> Passage provided:
== Segment start ==

While datacenter inference grabs headlines, the local and edge inference stack is equally active. Ollama released v0.30.8 with improved prompt caching decoupled from context shift for better KV cache reuse, more stable MLX inference with hardened linear and embedding layers, and improved recurrent model support.

Perhaps more interestingly, Ollama Launch now supports Hermes Desktop — a native desktop interface for the Hermes agent. Users can run ollama launch hermes-desktop to get a visual interface for managing conversations, integrations, and messaging apps. This signals Ollama’s evolution from a simple model runner to a full agent platform.

llama.cpp continues its daily release cadence with build b9642, featuring WebGPU improvements for I-quants matmul performance, expanded platform support including Ubuntu s390x, and continued refinement of the iOS XCFramework and Android builds. The project’s relentless pace — daily builds across dozens of platforms — keeps it the reference implementation for quantized local inference.

LiteLLM and OpenClaw: The Glue Layer

Infrastructure is not just about inference engines — it’s about how everything connects. LiteLLM continues to serve as the universal router, with v1.88.2 adding Fable 5 support, CrowdStrike AIDR integration, Mantle Responses SigV4 authentication, and Docker image signing via cosign for supply-chain security.

== Segment end ==

> Supplied information:
== Segment start ==

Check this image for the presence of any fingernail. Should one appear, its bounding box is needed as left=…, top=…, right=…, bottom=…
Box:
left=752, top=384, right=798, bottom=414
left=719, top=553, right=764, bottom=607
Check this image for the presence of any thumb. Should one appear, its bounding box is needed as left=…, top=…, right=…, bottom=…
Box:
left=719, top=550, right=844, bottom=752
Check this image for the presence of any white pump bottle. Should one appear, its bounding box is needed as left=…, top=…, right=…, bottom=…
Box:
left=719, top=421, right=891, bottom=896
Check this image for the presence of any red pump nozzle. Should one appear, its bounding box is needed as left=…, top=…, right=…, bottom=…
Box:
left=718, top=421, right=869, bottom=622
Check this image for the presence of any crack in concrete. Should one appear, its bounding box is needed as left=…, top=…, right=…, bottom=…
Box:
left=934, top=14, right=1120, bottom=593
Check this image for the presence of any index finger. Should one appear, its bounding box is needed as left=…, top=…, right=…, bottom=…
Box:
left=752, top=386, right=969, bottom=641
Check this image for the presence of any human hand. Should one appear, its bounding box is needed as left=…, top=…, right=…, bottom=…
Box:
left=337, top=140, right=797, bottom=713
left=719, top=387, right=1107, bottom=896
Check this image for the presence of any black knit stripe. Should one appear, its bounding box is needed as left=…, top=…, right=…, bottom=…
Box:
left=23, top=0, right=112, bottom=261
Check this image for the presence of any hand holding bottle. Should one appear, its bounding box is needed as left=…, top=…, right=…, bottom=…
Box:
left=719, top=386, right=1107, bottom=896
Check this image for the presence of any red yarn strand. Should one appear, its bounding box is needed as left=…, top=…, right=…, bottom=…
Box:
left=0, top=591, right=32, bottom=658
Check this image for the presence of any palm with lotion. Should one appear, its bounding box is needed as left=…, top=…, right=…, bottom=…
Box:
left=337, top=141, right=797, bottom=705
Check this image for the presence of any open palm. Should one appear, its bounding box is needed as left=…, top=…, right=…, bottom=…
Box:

== Segment end ==

> Task 1: Write out the part of the passage on local inference tools starting with "Infrastructure is not" and going on through "for supply-chain security.".
> Task 2: Summarize the passage on local inference tools in three sentences.
> Task 3: According to the passage on local inference tools, what command do users run to get the Hermes Desktop interface?

> Response 1:
Infrastructure is not just about inference engines — it’s about how everything connects. LiteLLM continues to serve as the universal router, with v1.88.2 adding Fable 5 support, CrowdStrike AIDR integration, Mantle Responses SigV4 authentication, and Docker image signing via cosign for supply-chain security.

> Response 2: Ollama v0.30.8 brings improved prompt caching for better KV cache reuse, more stable MLX inference, and improved recurrent model support. Ollama Launch now also supports Hermes Desktop, a native desktop interface for the Hermes agent. llama.cpp build b9642 adds WebGPU improvements for I-quants matmul performance and expanded platform support, and LiteLLM v1.88.2 adds Fable 5 support, CrowdStrike AIDR integration, Mantle Responses SigV4 authentication, and Docker image signing via cosign.

> Response 3: ollama launch hermes-desktop